Records shown:
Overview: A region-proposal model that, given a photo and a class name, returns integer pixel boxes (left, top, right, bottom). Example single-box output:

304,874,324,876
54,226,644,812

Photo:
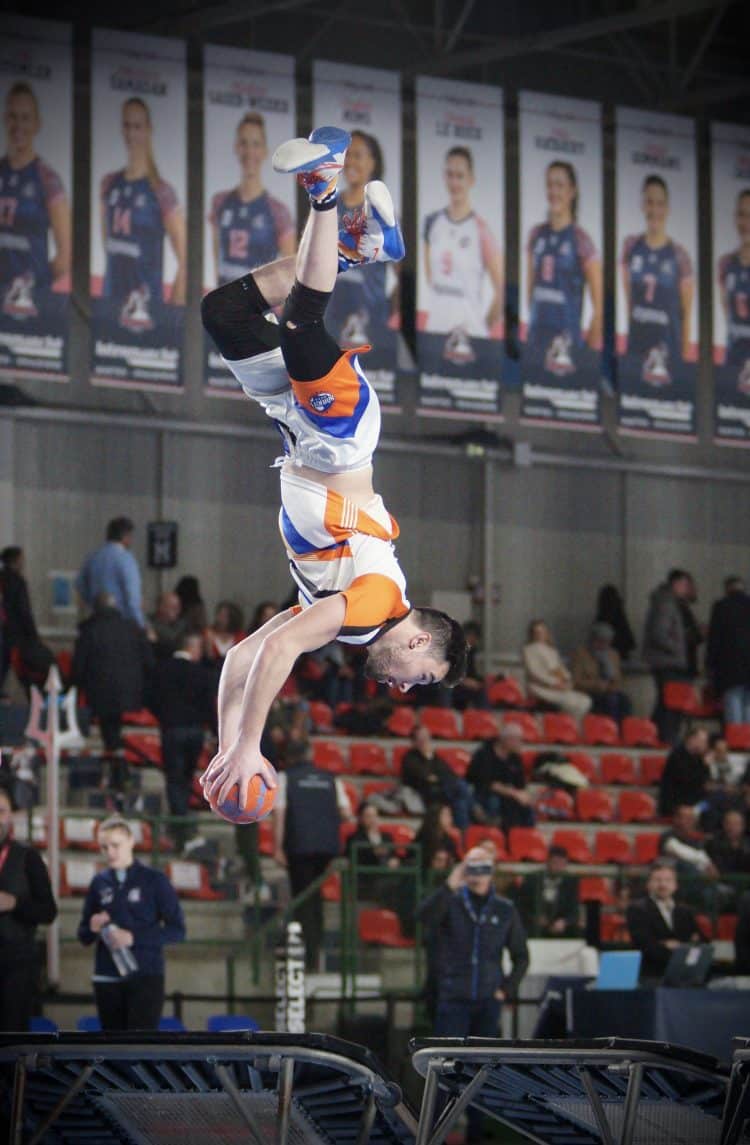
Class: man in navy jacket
78,816,185,1030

Task instructions:
Exactness is what counts here: copy each entry as given and omit its pictures.

Result below:
Overview: A region-proposal model that, given a photo and a class name, returns integer pixel boxes (left, top, right, bottom). Example single-box output:

304,874,324,876
54,226,644,812

Photo:
Class: man in navy jacket
78,816,185,1030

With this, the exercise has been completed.